→ **Data listing**
* * * *

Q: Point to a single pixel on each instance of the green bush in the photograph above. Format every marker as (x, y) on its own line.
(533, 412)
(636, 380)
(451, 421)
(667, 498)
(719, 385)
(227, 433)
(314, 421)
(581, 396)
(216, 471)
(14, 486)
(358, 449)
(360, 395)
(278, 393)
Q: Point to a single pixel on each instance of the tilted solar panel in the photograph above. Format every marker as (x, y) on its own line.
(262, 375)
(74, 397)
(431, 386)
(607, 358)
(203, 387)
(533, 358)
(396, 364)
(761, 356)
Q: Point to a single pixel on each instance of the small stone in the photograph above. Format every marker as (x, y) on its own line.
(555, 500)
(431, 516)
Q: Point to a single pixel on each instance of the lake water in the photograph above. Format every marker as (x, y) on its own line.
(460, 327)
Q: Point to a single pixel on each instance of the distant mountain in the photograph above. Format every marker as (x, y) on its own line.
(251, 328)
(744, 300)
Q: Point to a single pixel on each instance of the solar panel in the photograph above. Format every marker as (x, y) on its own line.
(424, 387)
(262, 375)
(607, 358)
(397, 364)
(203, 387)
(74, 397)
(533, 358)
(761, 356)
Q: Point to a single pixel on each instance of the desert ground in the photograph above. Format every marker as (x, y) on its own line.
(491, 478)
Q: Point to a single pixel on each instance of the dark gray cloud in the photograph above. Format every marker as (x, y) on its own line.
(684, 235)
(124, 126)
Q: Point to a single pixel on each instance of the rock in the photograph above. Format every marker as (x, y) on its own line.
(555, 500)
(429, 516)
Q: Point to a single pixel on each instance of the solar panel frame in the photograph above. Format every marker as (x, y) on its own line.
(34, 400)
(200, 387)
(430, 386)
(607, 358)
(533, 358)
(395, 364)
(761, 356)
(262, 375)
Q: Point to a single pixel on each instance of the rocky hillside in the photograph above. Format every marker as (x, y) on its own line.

* * * *

→ **Challenge**
Copy all of the data above word for word, line by line, in the same order.

→ **Task answer**
Q: Point to a single pixel on each instance of the green bush in the photograph above. Format every marker as (x, y) on its own line.
(533, 412)
(636, 380)
(451, 421)
(667, 498)
(719, 385)
(227, 433)
(314, 421)
(581, 396)
(216, 471)
(14, 486)
(358, 449)
(360, 395)
(278, 393)
Q: Point to a single pixel on each instance of the tilted solar panel in the photograph above. Format every marker as (x, y) on its own line.
(262, 375)
(74, 397)
(431, 386)
(607, 358)
(203, 387)
(533, 358)
(396, 364)
(761, 356)
Q: Point to a single pixel on each instance of the small stone in the photograph above. Format every marker as (x, y) on its own line.
(555, 500)
(431, 516)
Q: Point to a single pixel on each instance of the lake water in the photograph above. Format every marker as (x, y) on its own line.
(460, 327)
Q: Point to a single pixel on each instance of the distant mountain in the photograph above. Format every marker as (x, y) on its own line.
(251, 328)
(744, 300)
Q: Point to a single pixel on each instance of the solar panel in the photograph above. Format every marker as (x, y) on its own line.
(424, 387)
(262, 375)
(607, 358)
(397, 364)
(203, 387)
(74, 397)
(533, 358)
(761, 356)
Q: Point to a single pixel on each instance of the desert ground in the photograph above. Format every marker as (x, y) on its own line.
(491, 478)
Q: Point to a single pixel on each instance of the dark gray cloud in the photograph above. Format every marker as (x, y) on its own line.
(684, 235)
(124, 126)
Q: Point to a single pixel on each instance of the rock in the photograph above. Format every marker as (x, y) on its own line.
(555, 500)
(429, 516)
Q: Point to a single pixel on each instance of the solar panel frame in the photograph above. Format every marker as (x, y) on its own line.
(34, 400)
(200, 387)
(430, 386)
(607, 358)
(533, 358)
(395, 364)
(761, 356)
(262, 375)
Q: Point to a single pixel on each instance of the rocky hillside in the photograph above. Format every marker as (x, y) on its own line.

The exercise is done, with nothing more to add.